══ Text to read ══

The SDK establishes a WebSocket connection for real-time messaging and falls back to POST /api/v2/messaging/messages when the connection is unavailable. The underlying request includes an Authorization: Bearer <session-token> header injected by the SDK. You do not manage this token manually.

Implementation

Step 1: Suppress the Default Text Area and Inject Custom UI

The SDK renders a default input container with the class .pcwm-message-input. You can hide it and inject a custom microphone button into the message form.

function overrideInputUI(containerId: string): void {
  const container = document.getElementById(containerId);
  if (!container) return;

  // Suppress default text area
  const defaultInput = container.querySelector('.pcwm-message-input');
  if (defaultInput) {
    (defaultInput as HTMLElement).style.display = 'none';
  }

  // Create microphone button
  const micButton = document.createElement('button');
  micButton.id = 'voice-input-btn';
  micButton.className = 'pcwm-message-input';
  micButton.innerHTML = '<svg width="24" height="24" viewBox="0 0 24 24" fill="none" stroke="currentColor" stroke-width="2"><path d="M12 1a3 3 0 0 0-3 3v8a3 3 0 0 0 6 0V4a3 3 0 0 0-3-3z"/><path d="M19 10v2a7 7 0 0 1-14 0v-2"/><line x1="12" y1="19" x2="12" y2="23"/><line x1="8" y1="23" x2="16" y2="23"/></svg>';
  micButton.style.cursor = 'pointer';
  micButton.style.background = 'transparent';
  micButton.style.border = 'none';
  micButton.style.padding = '8px';

  const formContainer = container.querySelector('.pcwm-message-form');
  if (formContainer) {
    formContainer.appendChild(micButton);
  }
}

This step removes the standard input from view while preserving the layout structure. The custom button retains the SDK styling classes to maintain visual consistency.

═══
══ Raw records ══

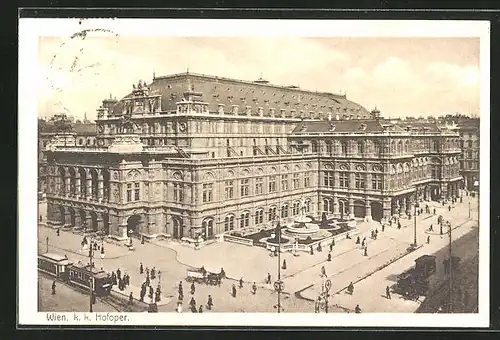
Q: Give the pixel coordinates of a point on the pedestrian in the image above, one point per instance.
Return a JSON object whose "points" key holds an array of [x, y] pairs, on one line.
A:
{"points": [[350, 288], [323, 271], [317, 304], [210, 302]]}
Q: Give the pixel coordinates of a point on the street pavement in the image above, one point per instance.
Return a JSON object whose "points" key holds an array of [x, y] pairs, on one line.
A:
{"points": [[253, 263]]}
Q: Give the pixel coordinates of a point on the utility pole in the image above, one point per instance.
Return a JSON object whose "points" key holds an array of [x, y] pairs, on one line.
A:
{"points": [[450, 308], [91, 253]]}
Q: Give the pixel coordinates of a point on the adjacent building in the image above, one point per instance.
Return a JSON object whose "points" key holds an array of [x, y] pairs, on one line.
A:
{"points": [[192, 155]]}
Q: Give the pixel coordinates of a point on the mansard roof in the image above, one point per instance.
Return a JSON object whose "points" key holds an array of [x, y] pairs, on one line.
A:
{"points": [[341, 126], [230, 92]]}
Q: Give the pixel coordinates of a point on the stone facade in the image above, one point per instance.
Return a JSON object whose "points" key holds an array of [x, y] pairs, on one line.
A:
{"points": [[203, 167]]}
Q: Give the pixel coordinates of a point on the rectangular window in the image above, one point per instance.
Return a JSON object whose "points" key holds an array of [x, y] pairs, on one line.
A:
{"points": [[284, 182], [329, 179], [136, 191], [377, 182], [360, 181], [244, 187], [272, 184], [307, 180], [207, 192], [129, 192], [296, 182], [344, 179], [259, 185], [284, 211], [229, 189]]}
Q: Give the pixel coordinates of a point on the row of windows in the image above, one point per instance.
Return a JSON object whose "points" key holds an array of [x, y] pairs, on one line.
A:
{"points": [[359, 180], [244, 221]]}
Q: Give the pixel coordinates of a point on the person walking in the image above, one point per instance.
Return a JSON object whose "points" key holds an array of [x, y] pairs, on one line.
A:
{"points": [[210, 302], [323, 271]]}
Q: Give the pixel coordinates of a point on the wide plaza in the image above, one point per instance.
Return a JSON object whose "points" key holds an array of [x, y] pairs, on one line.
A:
{"points": [[386, 258]]}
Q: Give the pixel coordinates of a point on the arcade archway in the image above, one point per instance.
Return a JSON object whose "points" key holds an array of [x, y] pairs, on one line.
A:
{"points": [[177, 228], [377, 211], [133, 225]]}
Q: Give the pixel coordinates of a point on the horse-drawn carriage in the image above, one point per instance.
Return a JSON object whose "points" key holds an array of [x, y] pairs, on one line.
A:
{"points": [[203, 276]]}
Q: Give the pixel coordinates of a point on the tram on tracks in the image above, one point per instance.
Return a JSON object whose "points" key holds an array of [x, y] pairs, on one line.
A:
{"points": [[77, 274]]}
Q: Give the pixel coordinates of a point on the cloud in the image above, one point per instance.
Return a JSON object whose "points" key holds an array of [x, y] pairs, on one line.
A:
{"points": [[85, 72]]}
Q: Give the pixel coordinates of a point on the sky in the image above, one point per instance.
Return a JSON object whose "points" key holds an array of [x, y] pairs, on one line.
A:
{"points": [[400, 76]]}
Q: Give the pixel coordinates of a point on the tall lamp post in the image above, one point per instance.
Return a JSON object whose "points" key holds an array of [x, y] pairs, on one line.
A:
{"points": [[450, 308], [415, 223], [278, 285], [91, 283]]}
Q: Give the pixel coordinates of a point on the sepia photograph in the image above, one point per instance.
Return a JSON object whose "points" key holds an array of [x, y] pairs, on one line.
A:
{"points": [[268, 172]]}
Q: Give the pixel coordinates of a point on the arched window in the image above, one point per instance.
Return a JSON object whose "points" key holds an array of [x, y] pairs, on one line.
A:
{"points": [[343, 148], [229, 223], [244, 219], [361, 148]]}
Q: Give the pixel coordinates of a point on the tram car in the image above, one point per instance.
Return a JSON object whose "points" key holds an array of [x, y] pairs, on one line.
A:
{"points": [[80, 273], [55, 265], [77, 274]]}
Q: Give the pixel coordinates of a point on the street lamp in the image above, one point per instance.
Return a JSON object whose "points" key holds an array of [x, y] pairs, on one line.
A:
{"points": [[415, 223], [451, 273], [278, 285]]}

═══

*Written instruction*
According to the messaging SDK text, which endpoint does the SDK fall back to when the WebSocket connection is unavailable? The records were drawn from a separate source.

*Exercise answer*
POST /api/v2/messaging/messages